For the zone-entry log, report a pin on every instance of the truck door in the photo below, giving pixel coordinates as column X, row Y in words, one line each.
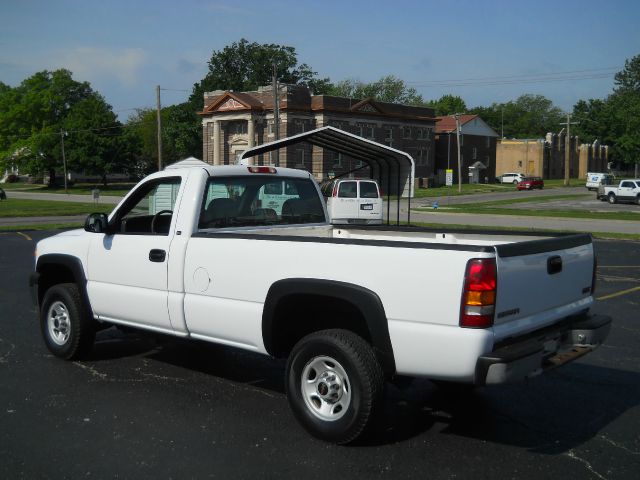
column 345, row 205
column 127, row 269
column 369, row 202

——

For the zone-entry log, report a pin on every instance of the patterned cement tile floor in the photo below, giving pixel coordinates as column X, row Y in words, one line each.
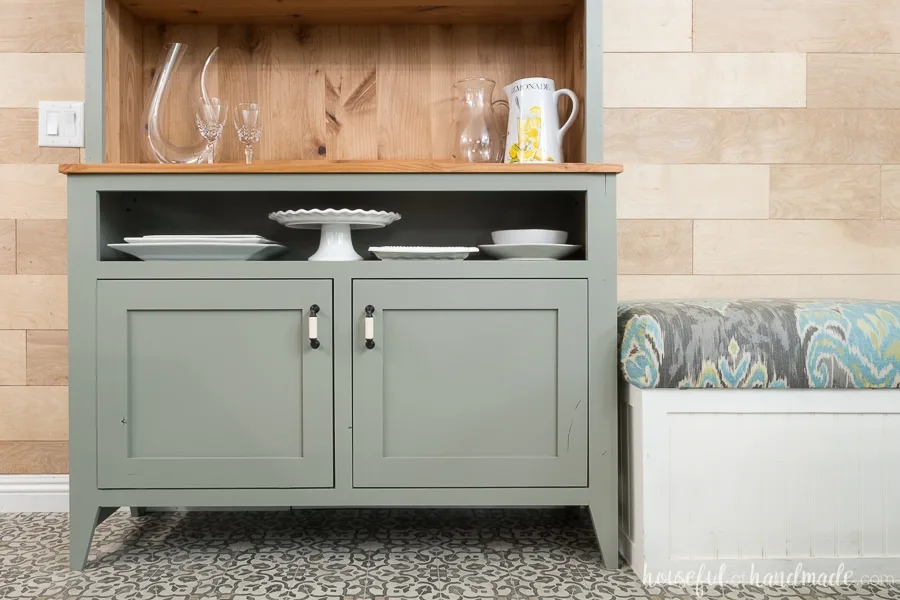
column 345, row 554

——

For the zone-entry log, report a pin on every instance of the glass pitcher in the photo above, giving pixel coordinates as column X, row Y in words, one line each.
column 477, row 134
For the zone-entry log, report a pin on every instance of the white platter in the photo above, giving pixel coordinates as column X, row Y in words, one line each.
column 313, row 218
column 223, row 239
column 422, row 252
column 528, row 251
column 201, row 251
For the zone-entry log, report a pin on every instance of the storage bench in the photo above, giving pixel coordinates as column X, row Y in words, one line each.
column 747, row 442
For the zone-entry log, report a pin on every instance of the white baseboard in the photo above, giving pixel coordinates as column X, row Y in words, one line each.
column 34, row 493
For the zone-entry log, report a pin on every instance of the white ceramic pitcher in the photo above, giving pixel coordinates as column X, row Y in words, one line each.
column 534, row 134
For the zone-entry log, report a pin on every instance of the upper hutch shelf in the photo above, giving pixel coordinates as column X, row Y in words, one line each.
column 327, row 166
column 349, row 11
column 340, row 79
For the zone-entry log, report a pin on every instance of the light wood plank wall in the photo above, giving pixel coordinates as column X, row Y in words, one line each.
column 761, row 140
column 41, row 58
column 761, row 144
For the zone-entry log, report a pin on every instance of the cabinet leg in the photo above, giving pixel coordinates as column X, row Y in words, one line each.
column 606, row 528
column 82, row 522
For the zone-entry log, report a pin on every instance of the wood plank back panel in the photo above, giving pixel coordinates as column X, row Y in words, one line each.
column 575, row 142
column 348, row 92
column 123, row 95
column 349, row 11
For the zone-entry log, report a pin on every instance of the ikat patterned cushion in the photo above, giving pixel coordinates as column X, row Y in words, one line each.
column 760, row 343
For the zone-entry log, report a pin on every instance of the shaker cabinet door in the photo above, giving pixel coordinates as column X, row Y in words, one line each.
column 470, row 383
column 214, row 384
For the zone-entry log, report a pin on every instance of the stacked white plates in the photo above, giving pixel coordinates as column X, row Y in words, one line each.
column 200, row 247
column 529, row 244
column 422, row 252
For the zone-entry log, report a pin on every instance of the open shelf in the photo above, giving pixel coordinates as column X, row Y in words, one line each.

——

### Request
Copy the data above word for word, starting with the line that contains "of the stacked" and going on through the line that contains "of the open".

### Correct result
For the zone-entry log, report a pin on every instance of the stacked white plates in the photo above, giving pixel coordinates as column X, row Y in words, one line each.
column 200, row 247
column 529, row 244
column 422, row 252
For the zone-entry log, report a pin on every instance of the open shelf in the photo above, giving pixel coordinates as column X, row Y in words, one line each.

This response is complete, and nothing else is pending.